/ 28 August 1998

Dispatches from the global war zone

It is perhaps not politically correct to draw sustenance from the “poet of Imperialism”. But as one surveys the international and domestic scene at the moment, the famous words from Rudyard Kipling’s poem, If, spring inevitably to mind: “If you can keep your head while all about you are losing theirs …”

We are living with the suspicion that some sort of sexual juggernaut is loose in the White House – bombing foreign countries to cover up his young lover’s antics with a cigar. Daily we watch the death-defying high-wire act being performed by the financial markets without apparent benefit of a safety net. The world is now waiting for the last shoe – Wall Street – to crash down. On our borders we are witnessing the implosion of Central Africa into all-out war, the like of which we have not seen in our lifetimes.

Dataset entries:
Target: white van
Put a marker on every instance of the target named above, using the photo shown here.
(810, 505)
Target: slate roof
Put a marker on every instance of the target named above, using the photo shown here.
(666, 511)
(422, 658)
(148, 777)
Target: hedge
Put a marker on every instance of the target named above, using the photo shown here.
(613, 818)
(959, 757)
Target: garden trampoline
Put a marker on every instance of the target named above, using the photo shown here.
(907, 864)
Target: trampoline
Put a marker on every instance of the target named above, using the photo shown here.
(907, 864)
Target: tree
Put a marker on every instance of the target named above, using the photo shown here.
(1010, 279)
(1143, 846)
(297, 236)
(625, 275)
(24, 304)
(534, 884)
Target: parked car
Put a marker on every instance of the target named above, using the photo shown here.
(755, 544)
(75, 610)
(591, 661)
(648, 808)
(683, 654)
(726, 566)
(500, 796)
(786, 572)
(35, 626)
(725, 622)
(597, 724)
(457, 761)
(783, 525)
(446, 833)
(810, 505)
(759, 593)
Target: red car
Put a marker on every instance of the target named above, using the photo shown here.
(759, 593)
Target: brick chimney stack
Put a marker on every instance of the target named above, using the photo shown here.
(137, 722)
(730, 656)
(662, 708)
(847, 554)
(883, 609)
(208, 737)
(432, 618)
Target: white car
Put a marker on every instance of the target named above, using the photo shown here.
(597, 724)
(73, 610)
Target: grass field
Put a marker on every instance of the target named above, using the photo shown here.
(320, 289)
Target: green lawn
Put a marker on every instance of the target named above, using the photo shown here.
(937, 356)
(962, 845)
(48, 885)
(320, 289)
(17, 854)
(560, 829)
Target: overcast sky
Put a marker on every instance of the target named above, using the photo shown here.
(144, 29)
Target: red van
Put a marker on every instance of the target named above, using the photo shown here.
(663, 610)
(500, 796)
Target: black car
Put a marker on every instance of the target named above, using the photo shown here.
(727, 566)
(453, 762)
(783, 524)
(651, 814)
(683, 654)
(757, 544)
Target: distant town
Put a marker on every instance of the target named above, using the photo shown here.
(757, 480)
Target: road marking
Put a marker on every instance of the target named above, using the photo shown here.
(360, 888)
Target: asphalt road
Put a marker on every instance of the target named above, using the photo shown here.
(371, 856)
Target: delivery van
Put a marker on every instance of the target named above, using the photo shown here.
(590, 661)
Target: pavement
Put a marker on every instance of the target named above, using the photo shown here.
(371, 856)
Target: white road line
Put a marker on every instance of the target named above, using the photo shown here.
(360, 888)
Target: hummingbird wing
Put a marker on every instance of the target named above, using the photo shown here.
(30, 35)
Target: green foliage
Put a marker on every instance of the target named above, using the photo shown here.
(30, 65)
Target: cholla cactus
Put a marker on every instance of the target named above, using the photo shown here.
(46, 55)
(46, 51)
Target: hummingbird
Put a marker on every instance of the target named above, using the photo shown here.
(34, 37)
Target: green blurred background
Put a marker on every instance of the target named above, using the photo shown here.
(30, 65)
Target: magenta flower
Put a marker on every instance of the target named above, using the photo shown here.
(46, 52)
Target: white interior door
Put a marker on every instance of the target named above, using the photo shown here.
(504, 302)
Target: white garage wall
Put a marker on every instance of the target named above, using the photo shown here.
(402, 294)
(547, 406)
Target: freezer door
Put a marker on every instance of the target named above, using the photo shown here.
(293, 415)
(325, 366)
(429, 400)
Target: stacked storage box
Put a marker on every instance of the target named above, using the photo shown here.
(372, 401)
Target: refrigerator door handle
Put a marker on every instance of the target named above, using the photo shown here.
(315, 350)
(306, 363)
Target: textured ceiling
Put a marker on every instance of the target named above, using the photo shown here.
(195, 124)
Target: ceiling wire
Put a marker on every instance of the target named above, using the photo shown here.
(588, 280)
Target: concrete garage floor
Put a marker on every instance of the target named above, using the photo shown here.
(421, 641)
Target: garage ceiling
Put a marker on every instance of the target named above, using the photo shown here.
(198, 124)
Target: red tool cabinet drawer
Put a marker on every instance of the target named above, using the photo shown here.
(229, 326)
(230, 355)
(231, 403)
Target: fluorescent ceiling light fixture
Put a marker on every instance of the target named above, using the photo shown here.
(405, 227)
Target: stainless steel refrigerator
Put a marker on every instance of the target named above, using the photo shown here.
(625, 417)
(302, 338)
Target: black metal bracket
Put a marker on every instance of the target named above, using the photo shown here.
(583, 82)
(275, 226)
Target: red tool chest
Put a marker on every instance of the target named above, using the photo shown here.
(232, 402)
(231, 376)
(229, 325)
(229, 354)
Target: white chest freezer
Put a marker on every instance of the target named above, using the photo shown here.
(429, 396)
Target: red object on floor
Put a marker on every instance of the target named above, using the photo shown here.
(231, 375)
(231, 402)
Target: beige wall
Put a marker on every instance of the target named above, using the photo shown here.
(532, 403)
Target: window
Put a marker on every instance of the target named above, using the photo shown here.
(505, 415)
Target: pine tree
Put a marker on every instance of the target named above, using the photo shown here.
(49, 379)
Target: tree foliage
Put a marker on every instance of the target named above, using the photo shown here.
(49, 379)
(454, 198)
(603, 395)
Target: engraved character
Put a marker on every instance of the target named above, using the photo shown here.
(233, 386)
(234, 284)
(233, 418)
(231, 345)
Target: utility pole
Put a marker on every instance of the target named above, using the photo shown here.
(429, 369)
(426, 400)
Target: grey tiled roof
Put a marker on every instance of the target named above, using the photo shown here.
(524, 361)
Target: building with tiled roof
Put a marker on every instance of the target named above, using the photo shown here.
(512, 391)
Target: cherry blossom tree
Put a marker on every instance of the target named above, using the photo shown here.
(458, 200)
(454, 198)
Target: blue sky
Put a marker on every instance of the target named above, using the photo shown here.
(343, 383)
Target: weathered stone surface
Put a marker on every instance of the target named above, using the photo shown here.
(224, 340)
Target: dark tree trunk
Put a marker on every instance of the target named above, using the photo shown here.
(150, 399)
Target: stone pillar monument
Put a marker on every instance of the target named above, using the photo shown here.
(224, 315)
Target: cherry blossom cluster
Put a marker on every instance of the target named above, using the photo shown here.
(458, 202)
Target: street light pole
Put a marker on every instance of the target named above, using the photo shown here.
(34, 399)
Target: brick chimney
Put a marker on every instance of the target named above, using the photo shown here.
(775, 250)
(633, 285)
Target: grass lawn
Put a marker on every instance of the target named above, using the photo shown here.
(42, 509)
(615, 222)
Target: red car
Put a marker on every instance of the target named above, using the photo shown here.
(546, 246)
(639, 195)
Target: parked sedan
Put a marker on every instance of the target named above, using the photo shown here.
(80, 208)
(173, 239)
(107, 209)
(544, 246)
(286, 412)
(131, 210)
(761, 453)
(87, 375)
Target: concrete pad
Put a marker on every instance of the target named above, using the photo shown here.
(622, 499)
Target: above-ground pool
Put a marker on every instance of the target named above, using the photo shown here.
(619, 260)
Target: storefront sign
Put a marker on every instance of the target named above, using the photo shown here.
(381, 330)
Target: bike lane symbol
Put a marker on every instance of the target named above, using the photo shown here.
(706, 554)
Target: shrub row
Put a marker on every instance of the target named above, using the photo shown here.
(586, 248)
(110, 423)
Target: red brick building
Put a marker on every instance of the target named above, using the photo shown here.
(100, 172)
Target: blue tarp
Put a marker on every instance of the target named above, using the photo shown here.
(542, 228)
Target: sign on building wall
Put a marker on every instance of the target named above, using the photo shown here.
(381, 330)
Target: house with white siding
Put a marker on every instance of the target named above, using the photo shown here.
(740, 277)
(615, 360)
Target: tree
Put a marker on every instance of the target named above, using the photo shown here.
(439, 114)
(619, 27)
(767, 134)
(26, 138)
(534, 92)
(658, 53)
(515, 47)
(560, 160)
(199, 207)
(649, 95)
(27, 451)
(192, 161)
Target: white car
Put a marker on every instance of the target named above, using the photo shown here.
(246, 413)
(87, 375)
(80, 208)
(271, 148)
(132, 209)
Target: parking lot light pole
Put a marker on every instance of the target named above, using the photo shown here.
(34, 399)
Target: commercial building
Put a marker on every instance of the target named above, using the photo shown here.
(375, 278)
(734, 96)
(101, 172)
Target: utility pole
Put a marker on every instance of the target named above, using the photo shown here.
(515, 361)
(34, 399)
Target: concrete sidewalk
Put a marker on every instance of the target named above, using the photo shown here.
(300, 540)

What to produce: Summarize the page extract in two sentences. Work from the page extract alone; the data plays no part.

Exercise output: Surveying the international and domestic scene, the page extract turns to the opening line of Rudyard Kipling's poem If, about keeping your head while others lose theirs. It then lists the turmoil: suspicion that the White House is bombing foreign countries to cover up a sex scandal, financial markets performing without a safety net as the world waits for Wall Street to crash, and Central Africa imploding into all-out war.